====== Passage shown ======

Abstract—Mining high-dimensional business data is a popular and important problem. However, there are two challenges for mining such data, including 1) the curse of dimensionality and 2) the meaningfulness of the similarity measure in the high dimension space. This paper proposes a novel approach to overcome the problems, which builds a generalized multiple kernel machine (GMKM) on a special subspace created by the kernel orthonormalized partial least square (KOPLS). GMKM takes products of kernels-corresponding to a tensor product of feature spaces. This leads to a richer and much higher dimensional feature representation. Therefore, GMKM is powerful in identifying relevant features and their apposite kernel representation. KOPLS finds a low dimensional representation of data, which uncovers the hidden information and simultaneously respects the intrinsic geometry of data manifold. Our new system robustly overcomes the weakness of traditional multiple kernel machines, and outperforms traditional classification systems.

====== Dataset rows ======

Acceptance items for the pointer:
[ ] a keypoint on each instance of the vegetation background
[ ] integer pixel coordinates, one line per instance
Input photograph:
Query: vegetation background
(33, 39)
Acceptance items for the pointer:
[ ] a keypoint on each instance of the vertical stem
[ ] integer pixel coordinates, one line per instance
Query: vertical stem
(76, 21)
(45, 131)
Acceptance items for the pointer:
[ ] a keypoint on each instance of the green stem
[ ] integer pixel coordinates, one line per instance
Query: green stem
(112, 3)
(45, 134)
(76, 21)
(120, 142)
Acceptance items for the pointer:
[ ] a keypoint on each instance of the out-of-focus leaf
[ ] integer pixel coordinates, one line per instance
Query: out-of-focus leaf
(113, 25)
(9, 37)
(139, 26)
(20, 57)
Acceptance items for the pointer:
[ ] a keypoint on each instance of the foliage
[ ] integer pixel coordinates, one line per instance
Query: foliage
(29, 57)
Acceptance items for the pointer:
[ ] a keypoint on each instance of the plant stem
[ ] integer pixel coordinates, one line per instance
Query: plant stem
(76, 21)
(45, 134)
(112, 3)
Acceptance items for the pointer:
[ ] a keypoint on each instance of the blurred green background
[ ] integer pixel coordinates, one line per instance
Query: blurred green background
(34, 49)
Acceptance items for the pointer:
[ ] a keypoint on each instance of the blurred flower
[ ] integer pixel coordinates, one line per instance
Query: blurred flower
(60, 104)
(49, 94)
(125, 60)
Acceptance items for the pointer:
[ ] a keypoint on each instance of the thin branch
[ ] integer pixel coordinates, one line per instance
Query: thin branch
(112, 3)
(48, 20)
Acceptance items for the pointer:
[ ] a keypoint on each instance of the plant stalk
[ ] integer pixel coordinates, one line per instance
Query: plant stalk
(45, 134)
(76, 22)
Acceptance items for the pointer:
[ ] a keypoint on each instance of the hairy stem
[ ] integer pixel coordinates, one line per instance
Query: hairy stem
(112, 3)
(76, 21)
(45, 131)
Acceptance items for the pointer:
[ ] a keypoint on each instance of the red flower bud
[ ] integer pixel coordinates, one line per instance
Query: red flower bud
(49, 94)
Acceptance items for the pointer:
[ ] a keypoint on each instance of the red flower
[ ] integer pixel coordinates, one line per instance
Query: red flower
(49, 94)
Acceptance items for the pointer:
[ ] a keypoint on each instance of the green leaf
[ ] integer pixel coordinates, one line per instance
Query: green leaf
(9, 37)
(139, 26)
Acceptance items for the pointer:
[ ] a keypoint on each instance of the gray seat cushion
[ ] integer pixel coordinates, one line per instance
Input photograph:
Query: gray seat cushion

======

- _What the exercise asks_: Continue the abstract above on mining high-dimensional business data, starting right after its last sentence.

- _Task answer_:
Index Terms—Data mining, multiple kernel learning, dimensionality reduction, support vector machine.
Shian-Chang Huang and Tung-Kuang Wu are with the National Changhua University of Education, Changhua, Taiwan (e-mail: shhuang@cc.ncue.edu.tw, tkwu@im.ncue.edu.tw).
Nan-Yu Wang is with Ta Hwa University of Science and Technology, Hsinchu, Taiwan (e-mail: nanyu@tust.edu.tw).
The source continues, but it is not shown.